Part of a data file
((

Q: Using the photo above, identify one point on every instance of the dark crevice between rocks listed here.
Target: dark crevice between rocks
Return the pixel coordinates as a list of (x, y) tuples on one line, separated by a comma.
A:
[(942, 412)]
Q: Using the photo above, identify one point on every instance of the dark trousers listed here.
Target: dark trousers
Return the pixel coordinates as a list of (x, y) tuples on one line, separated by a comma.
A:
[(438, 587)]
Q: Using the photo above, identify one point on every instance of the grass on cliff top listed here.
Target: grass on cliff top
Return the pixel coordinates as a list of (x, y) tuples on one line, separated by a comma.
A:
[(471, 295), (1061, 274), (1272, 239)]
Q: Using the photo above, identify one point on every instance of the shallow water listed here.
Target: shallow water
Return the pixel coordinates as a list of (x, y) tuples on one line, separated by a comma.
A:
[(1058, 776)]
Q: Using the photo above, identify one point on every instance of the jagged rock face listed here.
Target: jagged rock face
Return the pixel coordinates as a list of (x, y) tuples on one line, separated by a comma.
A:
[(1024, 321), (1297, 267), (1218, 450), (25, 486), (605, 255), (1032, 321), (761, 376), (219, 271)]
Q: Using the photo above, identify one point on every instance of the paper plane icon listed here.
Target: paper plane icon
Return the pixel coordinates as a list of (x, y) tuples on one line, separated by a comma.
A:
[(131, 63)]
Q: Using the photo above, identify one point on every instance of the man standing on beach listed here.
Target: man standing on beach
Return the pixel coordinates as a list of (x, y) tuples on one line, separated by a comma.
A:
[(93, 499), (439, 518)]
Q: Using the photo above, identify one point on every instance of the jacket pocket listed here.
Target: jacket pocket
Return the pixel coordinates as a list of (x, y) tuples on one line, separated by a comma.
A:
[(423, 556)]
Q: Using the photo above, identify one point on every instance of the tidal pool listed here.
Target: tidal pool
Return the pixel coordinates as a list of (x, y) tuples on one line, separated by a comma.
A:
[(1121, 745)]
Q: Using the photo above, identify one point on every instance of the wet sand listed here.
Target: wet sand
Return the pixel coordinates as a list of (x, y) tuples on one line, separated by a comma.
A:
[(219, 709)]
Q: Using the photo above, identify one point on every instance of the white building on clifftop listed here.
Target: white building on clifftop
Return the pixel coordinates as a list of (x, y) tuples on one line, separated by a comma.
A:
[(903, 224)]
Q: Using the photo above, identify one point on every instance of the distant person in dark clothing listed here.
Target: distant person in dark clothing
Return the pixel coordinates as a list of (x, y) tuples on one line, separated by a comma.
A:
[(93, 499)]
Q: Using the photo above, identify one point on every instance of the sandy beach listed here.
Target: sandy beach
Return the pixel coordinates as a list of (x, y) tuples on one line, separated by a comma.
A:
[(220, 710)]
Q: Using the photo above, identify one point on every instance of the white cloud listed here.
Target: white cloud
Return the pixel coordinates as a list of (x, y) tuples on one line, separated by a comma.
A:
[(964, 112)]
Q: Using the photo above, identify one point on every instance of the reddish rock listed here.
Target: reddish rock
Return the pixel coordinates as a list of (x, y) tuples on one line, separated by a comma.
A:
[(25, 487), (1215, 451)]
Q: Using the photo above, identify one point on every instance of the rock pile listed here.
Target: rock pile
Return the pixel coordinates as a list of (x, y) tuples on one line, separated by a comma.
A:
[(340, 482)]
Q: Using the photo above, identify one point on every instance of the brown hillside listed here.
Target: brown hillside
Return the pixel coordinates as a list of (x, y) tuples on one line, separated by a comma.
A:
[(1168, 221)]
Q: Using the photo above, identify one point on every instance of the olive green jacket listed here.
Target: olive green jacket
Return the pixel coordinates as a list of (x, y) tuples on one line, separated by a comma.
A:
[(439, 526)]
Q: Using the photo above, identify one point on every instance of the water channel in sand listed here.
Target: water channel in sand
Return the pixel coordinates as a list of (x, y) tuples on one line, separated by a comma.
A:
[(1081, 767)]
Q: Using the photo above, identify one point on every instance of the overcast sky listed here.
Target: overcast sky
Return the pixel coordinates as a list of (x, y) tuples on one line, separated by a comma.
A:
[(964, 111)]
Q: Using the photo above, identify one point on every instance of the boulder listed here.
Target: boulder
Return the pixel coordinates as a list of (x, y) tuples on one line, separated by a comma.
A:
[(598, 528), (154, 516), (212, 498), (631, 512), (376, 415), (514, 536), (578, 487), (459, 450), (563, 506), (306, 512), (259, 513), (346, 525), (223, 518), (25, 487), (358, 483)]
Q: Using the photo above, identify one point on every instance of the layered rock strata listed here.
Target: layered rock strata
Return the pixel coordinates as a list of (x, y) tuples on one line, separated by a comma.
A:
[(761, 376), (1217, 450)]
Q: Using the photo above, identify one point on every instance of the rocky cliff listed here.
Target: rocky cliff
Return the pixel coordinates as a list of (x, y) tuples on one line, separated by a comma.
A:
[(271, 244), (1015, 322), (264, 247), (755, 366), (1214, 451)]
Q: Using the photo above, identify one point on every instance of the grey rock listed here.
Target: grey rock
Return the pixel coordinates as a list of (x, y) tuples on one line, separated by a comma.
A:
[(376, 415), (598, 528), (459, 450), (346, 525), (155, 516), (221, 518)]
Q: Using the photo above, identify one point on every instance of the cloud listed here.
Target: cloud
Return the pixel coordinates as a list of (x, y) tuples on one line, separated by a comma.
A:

))

■ Stated exercise:
Reproduce the rows from the line containing "wet sand listed here." through the line containing "[(219, 709)]", inclusive, swapping "wet sand" for "damp sand" and leaving everything else unchanged. Give only those lines.

■ Result:
Q: Using the photo above, identify one point on every instance of the damp sand listed here.
Target: damp sand
Return the pixel coordinates as a list of (x, y) tuples on one line, separated by a comma.
A:
[(219, 709)]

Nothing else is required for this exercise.